Exercise aim: Return every line in the rows below that contains the word "dark", copying each line unchanged.

Supplied material:

────────────────

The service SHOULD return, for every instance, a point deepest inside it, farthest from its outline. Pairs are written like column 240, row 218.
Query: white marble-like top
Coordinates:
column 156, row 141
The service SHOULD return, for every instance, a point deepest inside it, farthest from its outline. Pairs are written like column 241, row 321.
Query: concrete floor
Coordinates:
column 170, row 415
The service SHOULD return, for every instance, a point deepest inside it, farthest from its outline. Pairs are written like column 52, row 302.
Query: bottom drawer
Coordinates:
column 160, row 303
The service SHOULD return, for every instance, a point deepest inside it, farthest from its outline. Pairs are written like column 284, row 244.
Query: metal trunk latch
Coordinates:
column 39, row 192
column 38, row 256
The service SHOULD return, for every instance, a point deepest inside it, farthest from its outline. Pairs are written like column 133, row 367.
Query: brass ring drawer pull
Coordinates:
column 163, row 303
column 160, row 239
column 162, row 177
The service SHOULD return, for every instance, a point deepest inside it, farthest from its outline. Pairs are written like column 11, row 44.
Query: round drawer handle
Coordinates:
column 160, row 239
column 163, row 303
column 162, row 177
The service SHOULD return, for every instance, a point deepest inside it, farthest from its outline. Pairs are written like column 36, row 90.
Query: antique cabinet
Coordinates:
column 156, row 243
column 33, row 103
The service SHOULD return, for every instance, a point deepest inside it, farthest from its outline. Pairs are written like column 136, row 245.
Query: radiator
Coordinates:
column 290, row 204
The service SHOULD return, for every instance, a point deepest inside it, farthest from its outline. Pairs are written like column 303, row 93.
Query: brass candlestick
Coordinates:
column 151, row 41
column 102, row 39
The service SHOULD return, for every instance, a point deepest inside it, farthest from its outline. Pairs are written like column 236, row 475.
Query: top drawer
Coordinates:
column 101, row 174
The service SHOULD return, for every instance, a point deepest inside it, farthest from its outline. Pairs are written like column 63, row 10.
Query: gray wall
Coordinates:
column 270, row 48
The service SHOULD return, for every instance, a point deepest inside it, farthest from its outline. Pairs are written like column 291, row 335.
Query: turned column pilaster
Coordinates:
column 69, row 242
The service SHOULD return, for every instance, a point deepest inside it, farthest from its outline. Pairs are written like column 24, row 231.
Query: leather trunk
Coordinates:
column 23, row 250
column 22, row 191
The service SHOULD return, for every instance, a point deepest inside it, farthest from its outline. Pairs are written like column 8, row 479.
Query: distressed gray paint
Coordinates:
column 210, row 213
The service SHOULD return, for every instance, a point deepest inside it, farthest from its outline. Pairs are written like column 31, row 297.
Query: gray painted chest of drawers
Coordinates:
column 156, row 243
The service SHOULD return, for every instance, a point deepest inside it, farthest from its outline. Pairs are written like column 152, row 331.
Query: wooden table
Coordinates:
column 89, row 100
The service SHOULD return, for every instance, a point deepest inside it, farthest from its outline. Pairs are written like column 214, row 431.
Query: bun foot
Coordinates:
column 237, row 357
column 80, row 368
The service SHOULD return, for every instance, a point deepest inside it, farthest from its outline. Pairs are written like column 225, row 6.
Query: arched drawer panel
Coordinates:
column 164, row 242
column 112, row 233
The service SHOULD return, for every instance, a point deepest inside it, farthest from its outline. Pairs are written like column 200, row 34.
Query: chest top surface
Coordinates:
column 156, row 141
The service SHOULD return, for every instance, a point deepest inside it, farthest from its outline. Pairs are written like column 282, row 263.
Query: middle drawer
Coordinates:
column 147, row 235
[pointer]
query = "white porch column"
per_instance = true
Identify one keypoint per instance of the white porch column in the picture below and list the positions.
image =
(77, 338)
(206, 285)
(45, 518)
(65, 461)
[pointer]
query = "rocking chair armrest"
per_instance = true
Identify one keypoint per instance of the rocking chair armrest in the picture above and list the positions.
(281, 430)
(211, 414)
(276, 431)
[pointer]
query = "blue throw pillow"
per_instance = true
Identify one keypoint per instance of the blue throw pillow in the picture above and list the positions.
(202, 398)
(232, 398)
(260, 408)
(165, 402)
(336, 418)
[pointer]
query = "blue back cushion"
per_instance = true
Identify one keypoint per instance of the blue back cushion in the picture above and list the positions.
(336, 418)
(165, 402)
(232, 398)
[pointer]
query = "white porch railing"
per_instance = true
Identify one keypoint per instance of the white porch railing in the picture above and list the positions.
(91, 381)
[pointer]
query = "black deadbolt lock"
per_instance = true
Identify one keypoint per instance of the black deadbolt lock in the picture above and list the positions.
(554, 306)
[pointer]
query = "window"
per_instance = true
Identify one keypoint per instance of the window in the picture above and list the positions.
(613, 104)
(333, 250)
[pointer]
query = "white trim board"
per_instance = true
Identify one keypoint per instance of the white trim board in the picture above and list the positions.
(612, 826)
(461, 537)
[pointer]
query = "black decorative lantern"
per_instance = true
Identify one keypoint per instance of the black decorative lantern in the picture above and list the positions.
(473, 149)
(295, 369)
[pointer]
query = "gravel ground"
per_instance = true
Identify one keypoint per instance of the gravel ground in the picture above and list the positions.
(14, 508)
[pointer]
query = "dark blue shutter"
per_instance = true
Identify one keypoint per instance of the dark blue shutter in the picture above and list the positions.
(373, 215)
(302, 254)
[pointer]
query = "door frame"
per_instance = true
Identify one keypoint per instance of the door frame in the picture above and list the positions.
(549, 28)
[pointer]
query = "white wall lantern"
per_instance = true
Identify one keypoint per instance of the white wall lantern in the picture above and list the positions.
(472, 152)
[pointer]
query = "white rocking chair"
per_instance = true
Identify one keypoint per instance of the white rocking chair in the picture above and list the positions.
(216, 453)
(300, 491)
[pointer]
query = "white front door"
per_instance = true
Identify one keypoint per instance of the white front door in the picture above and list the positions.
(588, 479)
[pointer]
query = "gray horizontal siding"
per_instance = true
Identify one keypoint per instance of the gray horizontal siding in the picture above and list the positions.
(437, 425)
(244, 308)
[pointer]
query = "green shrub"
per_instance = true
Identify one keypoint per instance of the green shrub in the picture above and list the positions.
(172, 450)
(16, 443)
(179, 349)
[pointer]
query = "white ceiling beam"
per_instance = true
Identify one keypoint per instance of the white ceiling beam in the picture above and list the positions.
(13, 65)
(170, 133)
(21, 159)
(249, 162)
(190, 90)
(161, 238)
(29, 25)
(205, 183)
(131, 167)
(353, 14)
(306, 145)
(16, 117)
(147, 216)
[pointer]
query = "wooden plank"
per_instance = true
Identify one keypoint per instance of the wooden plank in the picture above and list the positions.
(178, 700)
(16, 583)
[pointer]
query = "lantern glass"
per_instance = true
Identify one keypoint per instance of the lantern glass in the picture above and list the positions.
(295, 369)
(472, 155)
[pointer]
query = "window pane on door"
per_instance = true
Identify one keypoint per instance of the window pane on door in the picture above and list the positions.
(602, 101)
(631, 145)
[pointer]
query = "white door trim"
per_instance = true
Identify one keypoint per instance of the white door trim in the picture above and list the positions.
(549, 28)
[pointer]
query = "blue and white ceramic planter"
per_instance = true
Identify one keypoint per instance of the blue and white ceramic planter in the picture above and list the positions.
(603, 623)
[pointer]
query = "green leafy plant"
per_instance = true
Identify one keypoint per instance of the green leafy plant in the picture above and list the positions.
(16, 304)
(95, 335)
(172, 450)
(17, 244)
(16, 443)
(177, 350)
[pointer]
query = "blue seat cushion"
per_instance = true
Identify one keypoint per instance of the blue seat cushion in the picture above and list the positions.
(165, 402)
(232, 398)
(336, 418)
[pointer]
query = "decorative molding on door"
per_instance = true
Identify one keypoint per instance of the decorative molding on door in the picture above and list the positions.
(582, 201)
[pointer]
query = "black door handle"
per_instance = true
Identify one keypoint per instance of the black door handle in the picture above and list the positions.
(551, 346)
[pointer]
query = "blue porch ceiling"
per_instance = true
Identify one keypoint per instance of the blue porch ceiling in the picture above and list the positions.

────────────────

Response for this exercise:
query = "dark blue shutter"
Identify one keypoint per instance of the dark blue shutter in the picture above and list the positions.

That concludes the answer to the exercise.